Translate this sentence from the passage about the Mt. Tom Railroad into Spanish: "Access to the Mt. Tom Railroad is on the opposite side of the station."

____ Excerpted passage

Lower station, Mt. Tom Railroad, Holyoke, Mass., between 1905-1915
Key to the success and popularity of the Mt. Tom Summit House as a satellite of Mountain Park, despite its location atop the highest peak of the Mt Tom Range, was the construction of the Mt. Tom Railroad in 1897. An offshoot of the Holyoke Street Railway Company, the two lines' convenient connection at Mt. Tom's lower station made the steep, uphill climb a painless, even pleasurable, experience for patrons.

In the photo above, cars of the Holyoke Street Railway service passengers at the lower station platform. Access to the Mt. Tom Railroad is on the opposite side of the station.


Mt. Tom Railroad elevating car, The Elizur Holyoke, between 1900-1920
The Mt. Tom Railroad was uniquely engineered to master the steep, uneven terrain using two special elevating cars, designed with seats that automatically leveled themselves to the immediate incline for passenger comfort. Each car could carry up to 80 fares.

The duo were named in honor of contemporaries Elizur Holyoke and Rowland Thomas, 17th-century surveyors of the area from the down river settlement of Springfield and namesakes of Mt. Holyoke and Mt. Tom. Elizur Holyoke married Springfield settler and magistrate William Pynchon's daughter Mary in 1640, the first marriage recorded in Springfield.


 The Rowland Thomas, after passing turn-out, between 1905-1915
With two cars shuttling passengers on one line, it was necessary to incorporate a turn-out, or bypass, on the Mt. Tom Railroad constructed to be capable of allowing the overhead electric cables of each car to pass unimpeded on their meeting.

In the photo above, the Rowland Thomas (foreground) climbs toward the Mt. Tom summit after passing the Elizur Holyoke, the turn-out visible between them.

________
____ Provided material

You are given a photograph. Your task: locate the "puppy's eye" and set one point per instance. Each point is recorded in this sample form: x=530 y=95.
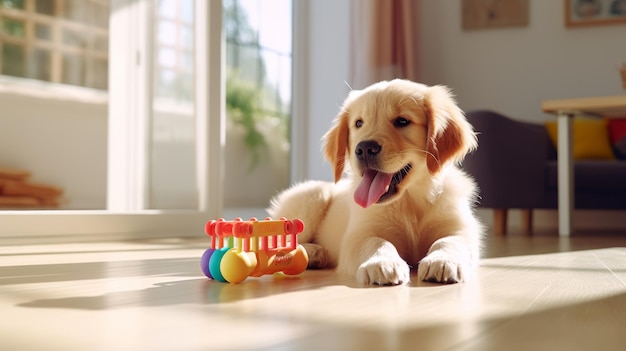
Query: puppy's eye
x=401 y=122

________

:: The answer ::
El acceso al Mt. Tom Railroad está en el lado opuesto de la estación.